» Text block:
PIP Bill Moves on to Florida Senate Healthcare Committee

March 31, 2006

After revising a bill to extend the Florida no-fault auto insurance system to remove a proposed medical fee schedule, the Senate has passed it on to the Healthcare Committee for further consideration.

Members of the Florida Independent Insurance Agents attending the Legislative “Fly-In” visited legislators in Tallahassee March 30 and voiced their support for SB2112, which addresses problems with medical care; SB 2114, the main reform bill; and SB 2116, which deals with specific problems with related public records.

In the House, FAIA supports the main reform package found in PCB IN 06-03 by the House Insurance Committee and HB 591 by Rep. David Rivera, dealing with PIP fraud.

“Florida’s auto market is extremely healthy and very competitive,” Laura Pearce, FAIA director of Government Affairs told everyone during her briefing about Florida’s no-fault auto law.

She said FAIA’s position is that PIP suffers from excess attorney involvement for what is supposed to be a no-fault system. Health care costs continue to rise and fraud is increasing.

In answer, the 2003 Legislature placed the PIP law under sunset; it goes out of existence Oct. 1, 2007, unless reenacted prior to Oct. 1. In effect, the Legislature said, ” … fix it or get rid of it.”

Committees in both the Senate and House have spent the last year looking at options. Pearce said that while there are those, primarily the trial bar and medical community, who think the system does not need to change. FAIA believes the PIP system can and must be reformed.

Pearce said the packages of bills address attorney fees by removing the expensive “contingency fee multiplier” that she said often results in extravagant attorney fee awards in very minor cases.

The bills address fraud by giving prosecutors new tools and increasing penalties. And finally, they put a rein on some health care costs, while, at the same time, increasing coverage for emergency hospital care.

» Provided records:
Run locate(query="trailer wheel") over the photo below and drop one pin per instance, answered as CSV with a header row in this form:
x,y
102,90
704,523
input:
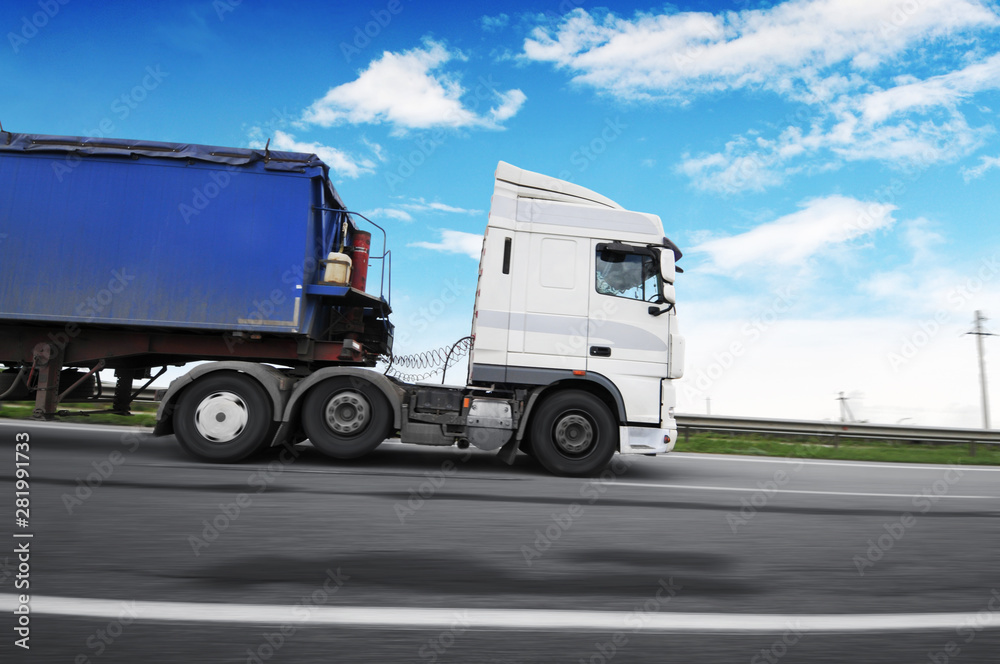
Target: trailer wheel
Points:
x,y
346,418
224,417
573,433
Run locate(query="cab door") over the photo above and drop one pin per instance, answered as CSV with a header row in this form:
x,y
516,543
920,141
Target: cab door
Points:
x,y
629,327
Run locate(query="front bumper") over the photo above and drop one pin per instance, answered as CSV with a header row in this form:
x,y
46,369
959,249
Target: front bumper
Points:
x,y
647,440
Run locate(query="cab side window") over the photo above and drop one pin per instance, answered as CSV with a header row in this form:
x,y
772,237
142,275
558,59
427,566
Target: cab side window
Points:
x,y
626,275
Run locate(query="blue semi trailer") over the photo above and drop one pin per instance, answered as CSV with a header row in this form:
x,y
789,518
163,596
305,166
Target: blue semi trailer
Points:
x,y
135,255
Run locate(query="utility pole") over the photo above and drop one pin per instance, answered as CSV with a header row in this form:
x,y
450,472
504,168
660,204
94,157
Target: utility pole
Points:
x,y
979,333
845,411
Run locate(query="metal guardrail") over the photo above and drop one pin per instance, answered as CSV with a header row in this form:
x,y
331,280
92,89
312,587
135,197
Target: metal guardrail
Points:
x,y
837,430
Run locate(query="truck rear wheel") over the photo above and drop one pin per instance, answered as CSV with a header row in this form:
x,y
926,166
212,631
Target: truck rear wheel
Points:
x,y
573,433
224,417
346,418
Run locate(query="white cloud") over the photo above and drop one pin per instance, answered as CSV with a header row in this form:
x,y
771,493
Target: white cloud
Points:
x,y
779,48
420,205
455,242
985,164
794,238
827,54
878,125
944,91
339,161
494,23
409,90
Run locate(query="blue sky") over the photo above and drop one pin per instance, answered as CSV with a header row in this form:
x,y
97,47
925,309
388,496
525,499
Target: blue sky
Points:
x,y
830,167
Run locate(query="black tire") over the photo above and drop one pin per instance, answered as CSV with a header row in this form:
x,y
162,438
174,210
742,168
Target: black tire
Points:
x,y
84,391
20,392
573,434
224,417
345,417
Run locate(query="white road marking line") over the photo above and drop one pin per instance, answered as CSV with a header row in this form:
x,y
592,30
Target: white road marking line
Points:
x,y
737,458
526,619
796,491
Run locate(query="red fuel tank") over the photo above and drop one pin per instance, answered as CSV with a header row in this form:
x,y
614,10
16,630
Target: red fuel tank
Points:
x,y
361,242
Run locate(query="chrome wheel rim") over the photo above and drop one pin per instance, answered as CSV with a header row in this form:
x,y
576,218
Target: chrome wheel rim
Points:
x,y
573,434
347,413
221,417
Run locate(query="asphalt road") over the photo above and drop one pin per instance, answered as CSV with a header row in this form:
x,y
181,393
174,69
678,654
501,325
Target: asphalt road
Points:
x,y
425,528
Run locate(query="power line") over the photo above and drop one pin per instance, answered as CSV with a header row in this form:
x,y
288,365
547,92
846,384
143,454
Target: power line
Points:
x,y
979,334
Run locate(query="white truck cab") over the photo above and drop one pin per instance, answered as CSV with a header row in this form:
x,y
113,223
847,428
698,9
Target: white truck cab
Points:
x,y
577,293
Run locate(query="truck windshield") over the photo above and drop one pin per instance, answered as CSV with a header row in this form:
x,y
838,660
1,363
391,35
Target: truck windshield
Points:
x,y
627,275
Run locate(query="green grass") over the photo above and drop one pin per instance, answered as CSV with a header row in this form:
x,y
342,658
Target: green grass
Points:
x,y
857,450
144,413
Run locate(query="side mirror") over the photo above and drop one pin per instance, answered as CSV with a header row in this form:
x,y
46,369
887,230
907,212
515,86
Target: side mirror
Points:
x,y
668,269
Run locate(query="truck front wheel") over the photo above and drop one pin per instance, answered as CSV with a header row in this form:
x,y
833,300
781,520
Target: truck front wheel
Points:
x,y
573,433
224,417
346,418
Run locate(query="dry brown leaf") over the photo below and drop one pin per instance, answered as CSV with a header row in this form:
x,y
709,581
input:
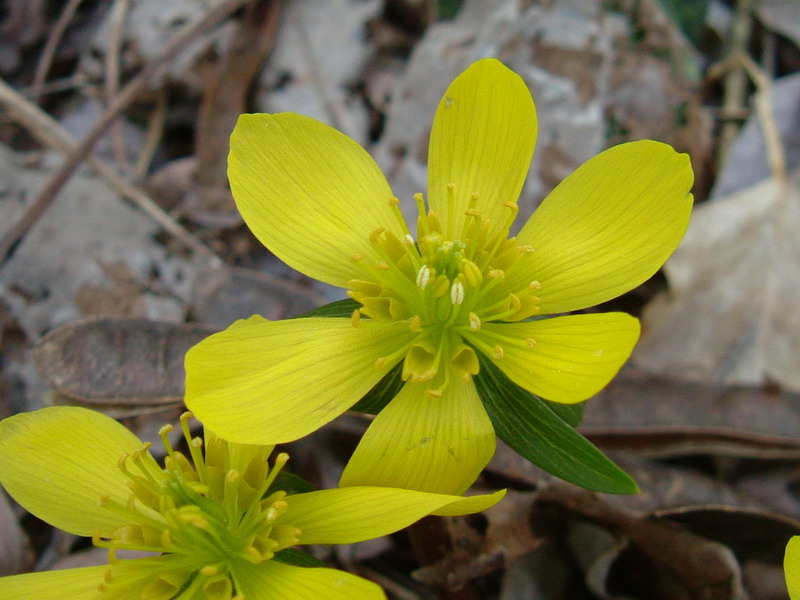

» Work instructions:
**A.** According to the article on the PIP bill, on what date does Florida's PIP law go out of existence unless it is reenacted?
**B.** In the PIP bill article, swap "Healthcare Committee" for "Banking and Insurance Committee" in the passage starting with "PIP Bill Moves" and going on through "for further consideration.".
**C.** Why do the bill packages described in the PIP bill article remove the "contingency fee multiplier"?

» Expected results:
**A.** Oct. 1, 2007

**B.**
PIP Bill Moves on to Florida Senate Banking and Insurance Committee

March 31, 2006

After revising a bill to extend the Florida no-fault auto insurance system to remove a proposed medical fee schedule, the Senate has passed it on to the Banking and Insurance Committee for further consideration.

**C.** Pearce said the contingency fee multiplier often results in extravagant attorney fee awards in very minor cases. Removing it is how the bills address attorney fees.